К людям придёшь
№ 2011 / 36, 23.02.2015
Малочисленные народы исчезают с языковой карты с удручающей скоростью. Впрочем, тут необходимо поправиться: не люди перестают быть, а меняются их языки. Значит, язык есть жизнь этноса? Похоже на то.
Малочисленные народы исчезают с языковой карты с удручающей скоростью. Впрочем, тут необходимо поправиться: не люди перестают быть, а меняются их языки. Значит, язык есть жизнь этноса? Похоже на то.
Виктор СЕРГИН |
Немного статистики от Института этнографии им. Н.Н. Миклухо-Маклая:
В современном мире насчитывается примерно две тысячи народов (этнических общностей), но всего лишь на 257 народов, численность каждого из которых превышает одни миллион человек, приходится 96,2 % обшего населения земного шара… Народы численностью до ста тысяч составляют три четверти, а до миллиона – семь восьмых общего числа всех народов мира. Таким образом подавляющее большинство народов нашей планеты – малочисленные народы. (Данные по сб. «Расы и народы», выпуск 11, за 1981 год, так что динамика, возможно, изменилась, но едва ли намного. – Р.В.)
И вот это подавляющее языковое большинство неумолимо растворяется в небольшом проценте многочисленных народов. (А тот парадокс, что одновременно с уменьшением языков на планете увеличивается количество государственных образований, к нашей теме не относится.) Такова и судьба вепсов, причём не только в России. У нас это можно назвать русификацией, не придавая факту негативной оценки – по причине его объективности.
В литературной сфере тоже возобладала русскоязычность.

^^^^^^^^

» ЗАДАНИЕ A
Перепишите фрагмент статьи, который начинается со слов «Виктор СЕРГИН |» и заканчивается словами «намного. – Р.В.)», заменив «Таким образом» на «Следовательно».
» ЗАДАНИЕ B
Какие доли и проценты приводятся в статье?
» ЗАДАНИЕ C
Ответьте по статье:
(i) Сколько примерно народов насчитывается в современном мире?
(ii) Судьба какого народа названа в статье?
(iii) За какой год взяты данные из сборника «Расы и народы»?
Пункты, приведённые далее, для работы не понадобятся.

^^^^^^^^

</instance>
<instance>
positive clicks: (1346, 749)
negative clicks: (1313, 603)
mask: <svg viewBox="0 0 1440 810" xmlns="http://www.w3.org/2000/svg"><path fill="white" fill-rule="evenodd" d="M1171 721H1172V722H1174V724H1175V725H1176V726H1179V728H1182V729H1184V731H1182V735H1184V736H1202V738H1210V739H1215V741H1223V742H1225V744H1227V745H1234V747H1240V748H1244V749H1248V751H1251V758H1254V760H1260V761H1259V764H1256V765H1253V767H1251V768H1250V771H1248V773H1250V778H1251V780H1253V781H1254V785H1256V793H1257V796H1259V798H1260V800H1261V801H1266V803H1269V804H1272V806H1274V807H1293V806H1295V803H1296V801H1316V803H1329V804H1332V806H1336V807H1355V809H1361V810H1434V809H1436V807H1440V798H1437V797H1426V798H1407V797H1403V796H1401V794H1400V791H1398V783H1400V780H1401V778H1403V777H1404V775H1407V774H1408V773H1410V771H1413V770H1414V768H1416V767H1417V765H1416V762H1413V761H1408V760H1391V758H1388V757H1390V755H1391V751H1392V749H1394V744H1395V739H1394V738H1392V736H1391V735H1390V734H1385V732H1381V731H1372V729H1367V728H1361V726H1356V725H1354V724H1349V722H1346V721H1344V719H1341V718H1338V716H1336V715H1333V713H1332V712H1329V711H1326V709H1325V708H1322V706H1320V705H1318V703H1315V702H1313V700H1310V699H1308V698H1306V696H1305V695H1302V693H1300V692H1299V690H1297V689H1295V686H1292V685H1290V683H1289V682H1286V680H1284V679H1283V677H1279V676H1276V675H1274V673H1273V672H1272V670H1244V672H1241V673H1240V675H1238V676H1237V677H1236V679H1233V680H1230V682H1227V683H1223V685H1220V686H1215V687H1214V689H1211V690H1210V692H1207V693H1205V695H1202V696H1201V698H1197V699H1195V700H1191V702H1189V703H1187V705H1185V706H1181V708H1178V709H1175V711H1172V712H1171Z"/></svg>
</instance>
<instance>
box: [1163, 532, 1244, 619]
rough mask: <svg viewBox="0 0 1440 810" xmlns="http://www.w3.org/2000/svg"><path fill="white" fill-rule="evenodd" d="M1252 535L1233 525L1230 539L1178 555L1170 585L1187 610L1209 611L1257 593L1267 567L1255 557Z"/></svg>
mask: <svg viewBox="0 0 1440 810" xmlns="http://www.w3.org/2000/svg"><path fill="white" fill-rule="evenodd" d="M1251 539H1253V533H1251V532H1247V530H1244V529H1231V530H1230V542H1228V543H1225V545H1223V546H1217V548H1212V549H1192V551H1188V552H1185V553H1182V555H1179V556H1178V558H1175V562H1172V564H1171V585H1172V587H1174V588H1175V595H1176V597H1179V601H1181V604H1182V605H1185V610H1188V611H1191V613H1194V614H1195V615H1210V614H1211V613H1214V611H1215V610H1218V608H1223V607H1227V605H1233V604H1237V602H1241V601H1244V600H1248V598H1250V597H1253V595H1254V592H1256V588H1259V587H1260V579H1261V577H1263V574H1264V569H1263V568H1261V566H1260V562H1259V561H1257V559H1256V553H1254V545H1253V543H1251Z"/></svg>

^^^^^^^^

» РЕЗУЛЬТАТ A
Виктор СЕРГИН |
Немного статистики от Института этнографии им. Н.Н. Миклухо-Маклая:
В современном мире насчитывается примерно две тысячи народов (этнических общностей), но всего лишь на 257 народов, численность каждого из которых превышает одни миллион человек, приходится 96,2 % обшего населения земного шара… Народы численностью до ста тысяч составляют три четверти, а до миллиона – семь восьмых общего числа всех народов мира. Следовательно подавляющее большинство народов нашей планеты – малочисленные народы. (Данные по сб. «Расы и народы», выпуск 11, за 1981 год, так что динамика, возможно, изменилась, но едва ли намного. – Р.В.)

» РЕЗУЛЬТАТ B
96,2 %, три четверти, семь восьмых.

» РЕЗУЛЬТАТ C
(i) Примерно две тысячи.
(ii) Вепсов.
(iii) За 1981 год.